Problem description:
How many lines in the material below include the string "every"? Answer with the number only.

Data for this exercise:
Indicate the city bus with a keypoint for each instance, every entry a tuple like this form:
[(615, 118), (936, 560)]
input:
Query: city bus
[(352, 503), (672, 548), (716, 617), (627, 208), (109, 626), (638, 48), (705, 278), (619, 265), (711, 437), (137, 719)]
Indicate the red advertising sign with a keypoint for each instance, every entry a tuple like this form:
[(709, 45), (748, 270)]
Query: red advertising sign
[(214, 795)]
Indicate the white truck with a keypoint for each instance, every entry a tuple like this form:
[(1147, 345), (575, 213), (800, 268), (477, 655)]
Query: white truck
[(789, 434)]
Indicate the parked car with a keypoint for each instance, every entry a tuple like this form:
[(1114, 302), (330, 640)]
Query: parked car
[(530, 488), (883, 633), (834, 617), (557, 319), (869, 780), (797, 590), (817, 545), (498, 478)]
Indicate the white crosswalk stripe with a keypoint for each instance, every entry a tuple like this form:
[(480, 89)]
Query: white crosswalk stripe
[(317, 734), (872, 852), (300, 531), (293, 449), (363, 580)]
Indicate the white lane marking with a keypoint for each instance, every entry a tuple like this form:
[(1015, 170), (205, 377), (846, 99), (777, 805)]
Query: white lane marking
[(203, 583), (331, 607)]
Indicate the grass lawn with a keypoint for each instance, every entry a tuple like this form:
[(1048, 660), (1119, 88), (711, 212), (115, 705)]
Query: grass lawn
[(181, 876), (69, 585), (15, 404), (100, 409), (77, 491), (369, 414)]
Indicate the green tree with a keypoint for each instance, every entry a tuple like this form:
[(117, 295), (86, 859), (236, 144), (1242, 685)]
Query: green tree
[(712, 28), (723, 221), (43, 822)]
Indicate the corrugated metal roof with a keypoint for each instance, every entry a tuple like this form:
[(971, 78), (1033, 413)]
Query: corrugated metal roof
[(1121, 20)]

Your solution:
9